WORK REQUIRED: Reproduce every line of the data below word for word, changing and leaving out nothing.

GIVEN DATA:
** Start **
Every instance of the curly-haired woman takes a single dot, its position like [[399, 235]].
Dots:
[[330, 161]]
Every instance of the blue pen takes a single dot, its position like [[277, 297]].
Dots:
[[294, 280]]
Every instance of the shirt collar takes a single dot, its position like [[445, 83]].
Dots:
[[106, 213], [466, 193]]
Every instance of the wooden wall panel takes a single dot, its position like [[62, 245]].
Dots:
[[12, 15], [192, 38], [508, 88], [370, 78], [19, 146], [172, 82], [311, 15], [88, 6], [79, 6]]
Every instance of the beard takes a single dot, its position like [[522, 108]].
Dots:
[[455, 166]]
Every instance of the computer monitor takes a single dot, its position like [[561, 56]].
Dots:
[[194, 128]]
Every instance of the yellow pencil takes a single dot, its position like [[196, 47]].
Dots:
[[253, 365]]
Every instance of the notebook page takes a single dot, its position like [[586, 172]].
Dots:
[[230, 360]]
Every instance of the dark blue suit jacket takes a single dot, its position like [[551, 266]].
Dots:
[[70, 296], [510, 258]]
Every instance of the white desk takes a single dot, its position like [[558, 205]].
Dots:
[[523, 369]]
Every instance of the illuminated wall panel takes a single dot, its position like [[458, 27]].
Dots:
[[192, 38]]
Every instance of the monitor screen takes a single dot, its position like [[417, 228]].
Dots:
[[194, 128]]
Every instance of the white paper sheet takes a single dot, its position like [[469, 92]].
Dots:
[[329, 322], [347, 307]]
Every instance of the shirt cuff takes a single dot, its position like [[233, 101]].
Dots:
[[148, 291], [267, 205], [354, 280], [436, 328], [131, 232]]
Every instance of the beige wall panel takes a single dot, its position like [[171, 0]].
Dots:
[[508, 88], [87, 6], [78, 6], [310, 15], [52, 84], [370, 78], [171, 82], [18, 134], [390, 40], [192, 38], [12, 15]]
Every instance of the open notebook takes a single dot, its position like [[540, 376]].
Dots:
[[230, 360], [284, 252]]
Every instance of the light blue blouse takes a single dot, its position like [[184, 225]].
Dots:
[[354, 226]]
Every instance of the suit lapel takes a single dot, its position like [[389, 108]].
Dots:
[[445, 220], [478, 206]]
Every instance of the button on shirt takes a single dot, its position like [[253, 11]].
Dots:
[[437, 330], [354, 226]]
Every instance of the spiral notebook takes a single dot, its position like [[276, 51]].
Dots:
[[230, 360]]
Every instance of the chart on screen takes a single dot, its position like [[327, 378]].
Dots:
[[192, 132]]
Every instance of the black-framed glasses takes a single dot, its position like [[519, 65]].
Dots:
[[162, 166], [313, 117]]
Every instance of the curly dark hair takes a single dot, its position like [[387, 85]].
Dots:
** End **
TASK RESPONSE:
Every instance of the curly-haired woman takes a single dot, its position like [[399, 235]].
Dots:
[[330, 161]]
Every instance of the blue pen takes a single dot, its position like [[277, 297]].
Dots:
[[294, 280]]
Every instance of the shirt collar takes a single dot, its position like [[445, 83]].
Dots:
[[106, 213], [466, 193]]
Every instance of the wooden wall panel takes a single dot, its position like [[62, 245]].
Dots:
[[12, 15], [192, 38], [508, 88], [370, 78], [19, 146], [172, 82], [311, 15], [88, 6], [79, 6]]
Every instance of the beard takes a single dot, its position like [[522, 108]].
Dots:
[[455, 166]]
Every instance of the computer monitor takes a single dot, its position like [[561, 56]].
Dots:
[[194, 128]]
Every instance of the yellow pencil takes a single dot, its position like [[196, 47]].
Dots:
[[253, 365]]
Every instance of the notebook page takes a single dot, its position like [[586, 172]].
Dots:
[[230, 360]]
Every instance of the dark blue suit jacket takes a single dot, its position like [[551, 266]].
Dots:
[[70, 296], [510, 258]]
Every instance of the white desk takes a single dot, its position like [[558, 205]].
Dots:
[[523, 369]]
Every instance of the illuminated wall panel takes a single dot, its position like [[458, 27]].
Dots:
[[192, 38]]
Every instance of the monitor screen takes a single dot, its position like [[417, 228]].
Dots:
[[194, 128]]
Every instance of the white paper sheet takes a single dot, its position like [[469, 92]].
Dots:
[[329, 322], [347, 307]]
Every instance of the shirt cuff takes a single dot, its position like [[233, 101]].
Dots:
[[148, 291], [267, 205], [354, 280], [436, 328], [131, 232]]
Every instance of the beige wall panel takes a single dot, its position like [[171, 0]].
Dots:
[[508, 88], [87, 6], [78, 6], [310, 15], [52, 84], [370, 78], [171, 82], [18, 134], [390, 40], [192, 38], [12, 15]]
Every instance of the open notebook takes a single dot, its position like [[540, 376]].
Dots:
[[230, 360], [284, 252]]
Every instance of the light blue blouse takes a single dot, its position like [[184, 225]].
Dots:
[[354, 226]]
Every instance of the suit lapel takes a single dot, its position like [[389, 108]].
Dots:
[[445, 220], [478, 206]]
Every instance of the button on shirt takes a single dot, its position like [[253, 11]].
Dots:
[[437, 330], [354, 226]]
Every instance of the spiral notebook takes a single dot, its position like [[276, 51]].
Dots:
[[230, 360]]
Every instance of the chart on screen takes a single dot, its position like [[327, 378]].
Dots:
[[192, 132]]
Every instance of the black-framed glasses takes a single dot, its position like [[519, 65]].
Dots:
[[162, 166], [313, 117]]
Every instance of the curly dark hair takes a single dot, its position like [[387, 85]].
Dots:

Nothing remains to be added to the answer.